Selected extract —
○ ○ ○ ○

Dynamic magnetic information storage or retrieval – Head – Magnetoresistive reproducing head
Reexamination Certificate
1999-06-30
2001-02-06
Heinz, A. J. (Department: 2754)
Dynamic magnetic information storage or retrieval
Head
Magnetoresistive reproducing head
Reexamination Certificate
active
06185081
ABSTRACT:
TECHNICAL FIELD
The present invention relates to transducers that employ magnetoresistive sensing mechanisms.
BACKGROUND OF THE INVENTION
The use of magnetoresistive (MR) sensing mechanisms is well known. Such sensors can be used in information storage systems such as disk or tape drives, or as measurement devices for test equipment, among other things.
A transducer for reading and writing information on a medium such as a disk or tape, for example, may have a MR mechanism for sensing magnetic signals from the medium, as well as an inductive mechanism for writing magnetic signals to the medium. MR sensors or transducers that are known for disk drive heads include anisotropic magnetoresistive (AMR) sensors, canted current sensors, spin valve (SV) sensors, giant magnetoresistive (GMR) sensors, etc. To optimize sensor performance it is conventional to provide magnetic fields that bias the magnetoresistive layer or layers within the sensor, in order to remove noise that can occur due to boundary domains as well as to provide more easily interpreted signals.
Ravipati et al., in U.S. Pat. No. 5,434,826, discuss various mechanisms for providing a longitudinal bias to a MR sensor. As pointed out in that patent, it is important that the MR sensing layer has a magnetic direction that will change at a lower coercive force than that required to change the magnetic direction of the bias layers. Unfortunately, if the magnetization provided by the bias layers to the MR sensing layer is too strong, the sensing layer will not change magnetic direction under the influence of changing fields from the media. Even for the case where the MR sensing layer is able to change magnetic direction under the influence of media fields, the sensitivity of the sensing layer may be reduced by the longitudinal bias provided by the bias layers.
Moreover, bias layers abutting ends of MR sensor layers are constrained to a thickness approximating that of the sensor layers, which may be less than 1000 Å. Stated differently, a primary determinant of sensor linear resolution is the spacing between shield layers surrounding the sensor, within which bias, lead, gap and any seed layers must also fit. Unfortunately, the quest for higher sensor resolution and reduced thickness may exacerbate these difficulties.

○ ○ ○ ○

Given data —
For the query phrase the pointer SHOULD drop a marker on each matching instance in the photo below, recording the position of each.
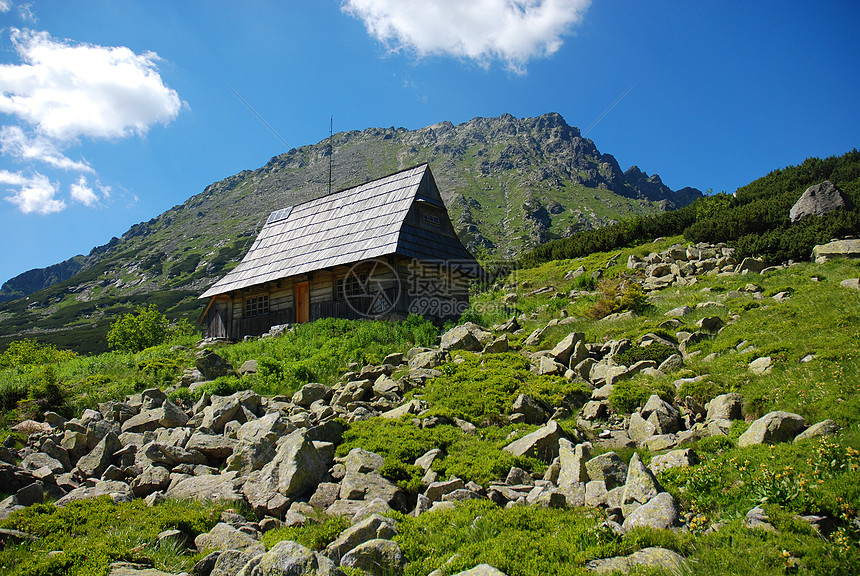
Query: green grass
(93, 533)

○ ○ ○ ○

Work to complete —
1. Which magnetoresistive sensor types does the magnetoresistive head text name as known for disk drive heads?
2. Pick up the magnetoresistive head text after its final sentence and carry it forward.

Answers for the tasks —
1.
- Anisotropic magnetoresistive (AMR) sensors
- Canted current sensors
- Spin valve (SV) sensors
- Giant magnetoresistive (GMR) sensors

2.
This need for thinner sensor layers differs from the thickness requirements for media layers, for which a primary determinant of resolution is head to media spacing. Thus reducing the thickness of any overcoat that separates a media layer from the head may be important whereas the thickness of layers formed under the media layer may be immaterial, except for the extra time needed to create thicker underlayers. For example, in U.S. Pat. Nos. 5,693,426 and 5,800,931, Lee et al. teach that media coercivity may be enhanced by forming a relatively thick NiAl underlayer, but that such coercivity is dramatically reduced when the NiAl underlayers are less than 100 nm in thickness.
SUMMARY OF THE INVENTION
The present invention provides improved bias layers for MR sensors. The bias layers formed according to the present invention have an in-plane easy axis of magnetization that can used to provide a desired longitudinal bias. The bias layers may also have increased coercivity, which can help to maintain the magnetization of the bias layers in the presence of applied fields from the head or media.
Further, such bias layers may have a fine grain structure, which can be used to provide a magnetic field at a border between a bias layer and an MR sense layer that rapidly diminishes in strength with distance from that border. This border localized bias field can essentially pin border domains of the MR sense layer while leaving the remainder of the MR sense layer free to rotate under the influence of media fields, reducing noise in the sensor while increasing sensitivity to media fields.
Increases in coercivity and in-plane orientation of the easy axis of magnetization allow the bias layers to be made thinner, allowing other sensor layers to be thinner and sensor resolution to be increased. The increased coercivity and preferred in-plane crystalline orientation also increase the stability of the bias layers. An increase in a ratio of in-plane versus out-of-plane crystalline orientation of the bias layers also corresponds with decreased noise for the sensor.
REFERENCES:
patent: 5434826 (1995-07-01), Ravipati et al.
patent: 5583727 (1996-12-01), Parkin
patent: 5693426 (1997-12-01), Lee et al.
patent: 5789056 (1998-08-01), Bian et al.
patent: 5800931 (1998-09-01), Lee et al.
patent: 5846648 (1998-12-01), Chen et al.
patent: 5858566 (1999-01-01), Zhang
Chen Yingjian
Miller Mark S.
Simion Bogdan M.
Heinz A. J.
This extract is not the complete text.